_Task requirements_. For the data below, say how many lines contain "bird". Only the number should be given.

Stored records:
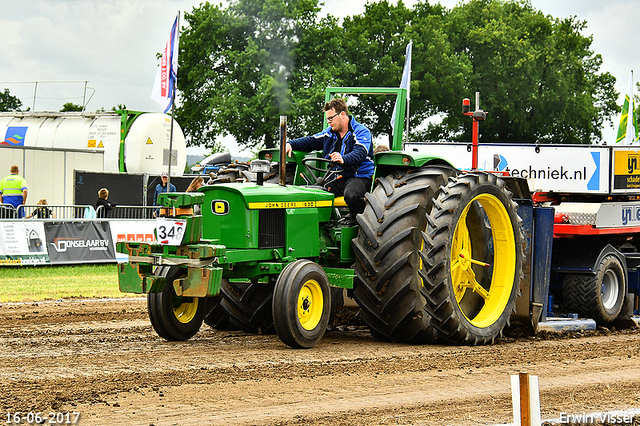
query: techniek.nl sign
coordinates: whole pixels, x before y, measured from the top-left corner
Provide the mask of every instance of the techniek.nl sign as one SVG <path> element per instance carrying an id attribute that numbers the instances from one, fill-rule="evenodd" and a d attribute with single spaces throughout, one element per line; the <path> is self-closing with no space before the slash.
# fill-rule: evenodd
<path id="1" fill-rule="evenodd" d="M 609 192 L 609 151 L 601 148 L 483 147 L 484 170 L 508 172 L 529 181 L 535 192 Z"/>
<path id="2" fill-rule="evenodd" d="M 444 158 L 461 170 L 471 168 L 470 144 L 406 144 L 405 150 Z M 610 147 L 531 144 L 480 144 L 478 168 L 527 179 L 532 192 L 609 192 Z"/>

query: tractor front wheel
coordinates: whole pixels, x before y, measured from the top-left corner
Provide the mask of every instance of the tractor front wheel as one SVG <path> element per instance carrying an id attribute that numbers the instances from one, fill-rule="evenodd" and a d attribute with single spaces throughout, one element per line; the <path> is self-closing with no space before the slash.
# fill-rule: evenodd
<path id="1" fill-rule="evenodd" d="M 331 288 L 324 270 L 310 260 L 288 264 L 273 291 L 273 323 L 278 337 L 295 349 L 314 347 L 331 315 Z"/>
<path id="2" fill-rule="evenodd" d="M 187 269 L 161 267 L 159 276 L 166 277 L 164 289 L 149 293 L 147 307 L 153 329 L 170 341 L 192 338 L 208 314 L 208 301 L 200 297 L 181 297 L 173 289 L 173 281 L 187 276 Z"/>

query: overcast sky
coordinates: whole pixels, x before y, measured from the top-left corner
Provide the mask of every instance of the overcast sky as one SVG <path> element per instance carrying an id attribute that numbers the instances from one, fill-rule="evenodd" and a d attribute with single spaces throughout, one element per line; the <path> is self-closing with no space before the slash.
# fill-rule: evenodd
<path id="1" fill-rule="evenodd" d="M 133 110 L 160 112 L 160 106 L 150 99 L 156 53 L 164 48 L 177 12 L 191 12 L 200 3 L 0 0 L 0 90 L 9 88 L 22 100 L 23 108 L 33 107 L 33 82 L 39 81 L 35 110 L 59 110 L 65 102 L 83 103 L 86 81 L 90 111 L 124 104 Z M 362 13 L 365 3 L 366 0 L 324 0 L 323 13 L 340 17 Z M 405 1 L 408 6 L 414 3 L 415 0 Z M 458 1 L 440 3 L 451 8 Z M 533 7 L 547 15 L 575 15 L 587 21 L 584 34 L 593 35 L 592 49 L 604 60 L 602 71 L 616 77 L 616 89 L 621 94 L 627 90 L 631 70 L 635 68 L 636 75 L 640 75 L 640 43 L 633 39 L 640 24 L 639 3 L 532 0 Z M 414 50 L 413 54 L 420 52 Z M 615 129 L 605 128 L 605 139 L 613 142 L 615 133 Z M 231 150 L 235 154 L 233 147 Z"/>

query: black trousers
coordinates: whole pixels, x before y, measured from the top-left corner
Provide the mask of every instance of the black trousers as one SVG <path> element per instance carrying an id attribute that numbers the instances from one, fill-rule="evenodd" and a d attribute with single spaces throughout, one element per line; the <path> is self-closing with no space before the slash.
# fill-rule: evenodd
<path id="1" fill-rule="evenodd" d="M 367 205 L 364 194 L 371 191 L 371 182 L 371 178 L 338 179 L 329 184 L 327 189 L 336 197 L 344 195 L 351 214 L 355 215 L 364 212 Z"/>

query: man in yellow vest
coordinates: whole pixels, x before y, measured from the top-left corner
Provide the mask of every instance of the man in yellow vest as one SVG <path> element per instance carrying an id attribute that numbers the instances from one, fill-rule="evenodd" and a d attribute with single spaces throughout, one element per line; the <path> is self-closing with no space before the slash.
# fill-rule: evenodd
<path id="1" fill-rule="evenodd" d="M 11 204 L 18 208 L 27 203 L 27 181 L 18 176 L 18 166 L 11 166 L 11 174 L 0 180 L 0 203 Z M 20 209 L 23 210 L 23 209 Z M 18 212 L 18 217 L 24 216 L 24 211 Z"/>

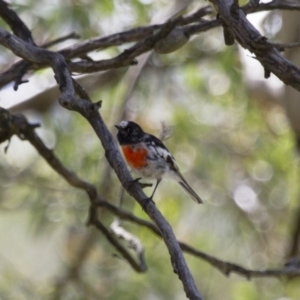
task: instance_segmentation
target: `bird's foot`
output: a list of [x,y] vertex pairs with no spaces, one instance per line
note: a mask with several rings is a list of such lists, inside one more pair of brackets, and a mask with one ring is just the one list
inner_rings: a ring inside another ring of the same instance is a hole
[[144,182],[139,182],[140,186],[142,189],[146,188],[146,187],[151,187],[153,186],[152,183],[144,183]]
[[133,184],[135,183],[138,183],[140,185],[140,187],[142,189],[146,188],[146,187],[151,187],[153,184],[152,183],[143,183],[143,182],[139,182],[142,178],[139,177],[139,178],[136,178],[136,179],[133,179],[130,184],[129,184],[129,189],[132,187]]

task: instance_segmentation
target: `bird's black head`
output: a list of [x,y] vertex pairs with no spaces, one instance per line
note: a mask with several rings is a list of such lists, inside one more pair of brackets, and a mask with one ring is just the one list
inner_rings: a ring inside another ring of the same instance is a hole
[[145,134],[138,124],[131,121],[121,121],[115,127],[118,129],[117,139],[120,145],[138,143]]

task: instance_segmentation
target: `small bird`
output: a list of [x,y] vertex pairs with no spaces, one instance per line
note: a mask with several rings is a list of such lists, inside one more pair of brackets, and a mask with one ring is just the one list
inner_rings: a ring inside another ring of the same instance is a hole
[[[143,178],[156,179],[156,185],[149,199],[163,178],[171,178],[179,183],[185,192],[197,203],[201,198],[188,185],[179,171],[177,163],[167,147],[157,137],[146,133],[132,121],[121,121],[115,125],[117,139],[128,165]],[[138,178],[136,180],[139,180]]]

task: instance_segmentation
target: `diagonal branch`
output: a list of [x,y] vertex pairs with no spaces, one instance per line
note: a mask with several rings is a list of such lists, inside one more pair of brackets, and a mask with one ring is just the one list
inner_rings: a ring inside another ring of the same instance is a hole
[[[4,126],[5,125],[5,126]],[[28,140],[32,146],[36,148],[36,150],[40,153],[40,155],[50,164],[54,171],[60,174],[70,185],[73,187],[82,189],[86,191],[91,201],[92,206],[97,207],[104,207],[109,210],[114,215],[118,216],[123,220],[127,220],[143,226],[149,229],[152,233],[154,233],[158,237],[162,237],[161,232],[158,230],[157,226],[154,225],[152,222],[143,220],[131,212],[119,208],[110,202],[106,201],[102,198],[99,193],[97,192],[95,186],[91,185],[90,183],[84,181],[83,179],[79,178],[74,172],[69,171],[56,157],[53,151],[49,150],[45,144],[40,140],[40,138],[34,132],[34,127],[36,125],[30,125],[27,123],[26,119],[19,114],[11,115],[7,110],[0,109],[0,132],[3,128],[6,131],[7,135],[12,136],[13,134],[19,135],[21,138]],[[4,139],[0,142],[3,142]],[[95,218],[95,207],[92,208],[90,211],[92,213],[92,218]],[[93,224],[93,222],[92,222]],[[96,224],[97,219],[96,219]],[[94,225],[94,224],[93,224]],[[99,230],[103,230],[103,224],[98,224],[97,228]],[[104,234],[109,234],[107,229],[103,230]],[[212,255],[204,253],[198,249],[191,247],[190,245],[180,242],[180,248],[182,251],[194,255],[206,262],[208,262],[212,267],[218,269],[224,275],[228,276],[231,273],[236,273],[241,276],[244,276],[248,279],[252,277],[293,277],[293,276],[300,276],[299,269],[269,269],[269,270],[249,270],[237,264],[222,261],[219,258],[216,258]],[[119,245],[117,246],[119,249]],[[121,250],[123,251],[123,250]],[[126,251],[126,250],[125,250]],[[122,252],[121,252],[122,253]],[[135,264],[136,265],[136,264]]]
[[[90,102],[86,102],[90,104]],[[6,110],[3,109],[1,111],[6,112]],[[167,223],[162,214],[157,210],[154,203],[148,202],[147,205],[144,204],[143,201],[146,198],[146,195],[141,190],[139,184],[131,184],[133,179],[126,165],[124,164],[121,154],[118,148],[116,147],[116,144],[110,132],[107,130],[106,125],[104,124],[100,114],[96,110],[91,111],[89,108],[83,109],[80,112],[83,115],[87,114],[87,119],[92,124],[97,135],[101,139],[101,142],[106,152],[106,157],[109,163],[113,166],[123,186],[133,197],[135,197],[139,204],[144,207],[145,212],[150,216],[154,223],[157,224],[157,227],[159,228],[161,235],[169,250],[174,271],[178,274],[180,280],[182,281],[187,297],[189,299],[203,299],[200,293],[198,292],[194,279],[186,265],[182,251],[175,238],[171,226]],[[26,132],[26,139],[29,140],[37,148],[39,153],[59,174],[61,174],[64,178],[68,178],[68,181],[70,180],[71,185],[76,187],[82,187],[83,189],[85,189],[90,198],[95,199],[97,191],[94,188],[94,186],[80,180],[73,172],[66,169],[58,159],[53,160],[53,152],[48,148],[45,149],[45,145],[43,145],[43,142],[35,134],[31,126],[27,126],[27,121],[23,116],[15,115],[15,118],[13,118],[12,122],[16,125],[11,128],[16,130],[15,132],[21,138],[25,137],[24,132],[22,130],[22,128],[24,128],[25,126],[25,129],[27,129],[28,131]],[[105,229],[101,226],[101,224],[97,222],[95,224],[98,229],[101,229],[102,232],[106,234]]]
[[133,178],[129,173],[121,153],[116,146],[111,133],[107,129],[101,115],[98,111],[89,109],[81,109],[79,113],[87,119],[99,137],[105,150],[105,157],[111,167],[114,169],[123,187],[140,204],[140,206],[143,207],[147,215],[157,225],[168,248],[174,272],[182,281],[186,296],[189,299],[203,299],[186,264],[185,258],[174,235],[172,227],[165,220],[161,212],[156,208],[152,201],[147,201],[145,203],[147,196],[144,194],[138,182],[133,183]]
[[171,32],[171,30],[181,21],[181,17],[168,21],[160,28],[160,30],[157,33],[154,33],[153,35],[141,40],[140,42],[125,50],[115,58],[101,60],[98,62],[70,62],[69,68],[72,72],[86,73],[103,70],[103,68],[115,68],[136,64],[137,62],[134,61],[134,59],[137,56],[150,51],[154,47],[155,43],[166,37]]
[[223,27],[245,49],[255,55],[265,69],[272,72],[285,84],[300,91],[300,69],[283,57],[272,44],[268,43],[248,21],[244,12],[233,0],[210,0],[219,13]]
[[0,1],[0,11],[2,19],[9,25],[13,33],[27,43],[35,45],[31,32],[19,18],[18,14],[9,7],[5,1]]
[[[204,6],[198,9],[195,13],[186,17],[181,17],[178,25],[187,25],[194,22],[199,22],[202,17],[211,14],[211,8]],[[118,32],[109,36],[100,36],[82,41],[68,48],[61,50],[61,54],[66,58],[74,58],[86,54],[88,52],[105,49],[111,46],[120,46],[125,43],[131,43],[144,40],[147,37],[155,34],[158,30],[162,29],[166,23],[156,24],[150,26],[137,27],[123,32]]]
[[[224,8],[223,4],[226,1],[223,1],[222,3],[219,0],[211,1],[220,10],[219,12],[221,19],[226,23],[234,38],[238,40],[244,47],[248,47],[248,49],[255,53],[257,59],[259,59],[264,66],[266,65],[265,68],[268,71],[276,74],[276,72],[279,72],[277,71],[277,69],[280,70],[279,67],[283,69],[285,68],[284,71],[287,73],[287,77],[283,78],[283,81],[289,82],[290,84],[292,82],[291,85],[299,89],[299,69],[285,60],[279,54],[279,52],[274,49],[273,46],[270,46],[264,39],[261,38],[260,34],[255,30],[255,28],[251,27],[251,24],[245,19],[243,12],[234,5],[231,6],[231,9],[228,9],[227,6],[225,6]],[[229,2],[227,1],[226,3],[228,4]],[[172,28],[174,28],[177,22],[178,20],[169,21],[164,25],[163,28],[160,29],[158,33],[154,34],[148,39],[145,39],[145,43],[137,43],[135,46],[130,48],[127,53],[124,52],[123,54],[121,54],[118,59],[120,59],[121,62],[127,60],[127,62],[130,63],[136,55],[141,54],[143,51],[148,51],[147,49],[153,47],[156,41],[168,35],[168,33],[172,30]],[[243,36],[242,33],[246,33],[246,35]],[[252,41],[252,43],[249,44],[250,41]],[[5,47],[11,49],[16,55],[21,56],[32,63],[36,63],[39,65],[51,65],[62,92],[59,99],[61,105],[66,107],[67,109],[79,112],[91,124],[99,139],[101,140],[103,148],[105,149],[106,158],[115,170],[120,182],[129,192],[129,194],[133,196],[138,201],[138,203],[144,207],[146,213],[159,228],[166,246],[168,247],[174,271],[182,280],[187,296],[190,299],[202,299],[200,293],[197,290],[194,279],[186,265],[185,259],[182,255],[181,249],[175,238],[172,228],[152,202],[148,202],[145,205],[144,199],[146,198],[146,196],[141,190],[140,186],[138,184],[131,184],[132,177],[130,176],[122,160],[122,157],[119,153],[118,148],[116,147],[112,135],[108,131],[106,124],[104,123],[101,115],[98,112],[99,105],[92,104],[87,99],[80,99],[75,97],[73,81],[64,57],[61,54],[54,53],[26,43],[18,37],[11,35],[4,29],[0,29],[0,43]],[[265,56],[267,57],[267,59],[264,60]],[[273,66],[272,63],[274,61],[276,61],[279,65],[276,65],[276,67]],[[280,71],[282,71],[282,69]],[[22,136],[22,134],[20,136]],[[51,151],[49,150],[47,154],[50,155],[50,152]],[[65,172],[63,168],[61,171]],[[77,176],[75,174],[72,174],[72,172],[71,174],[67,173],[67,175],[71,176],[71,178],[74,180],[74,184],[82,184],[82,182],[78,182]]]

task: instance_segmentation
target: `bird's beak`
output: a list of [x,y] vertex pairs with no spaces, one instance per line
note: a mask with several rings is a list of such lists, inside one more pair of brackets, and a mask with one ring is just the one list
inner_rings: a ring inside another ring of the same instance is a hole
[[121,129],[121,126],[119,126],[119,125],[115,125],[115,127],[116,127],[118,130]]

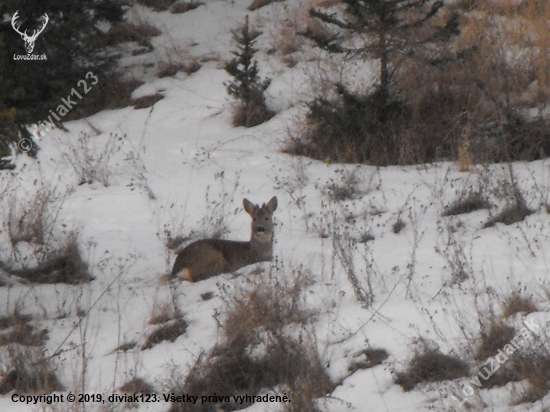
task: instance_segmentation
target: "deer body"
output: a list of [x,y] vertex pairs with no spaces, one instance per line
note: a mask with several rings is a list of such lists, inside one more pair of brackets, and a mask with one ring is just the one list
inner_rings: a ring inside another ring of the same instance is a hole
[[252,217],[250,241],[202,239],[193,242],[178,253],[172,278],[197,282],[272,259],[273,212],[277,198],[274,196],[261,207],[244,199],[243,206]]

_Exercise answer_. 4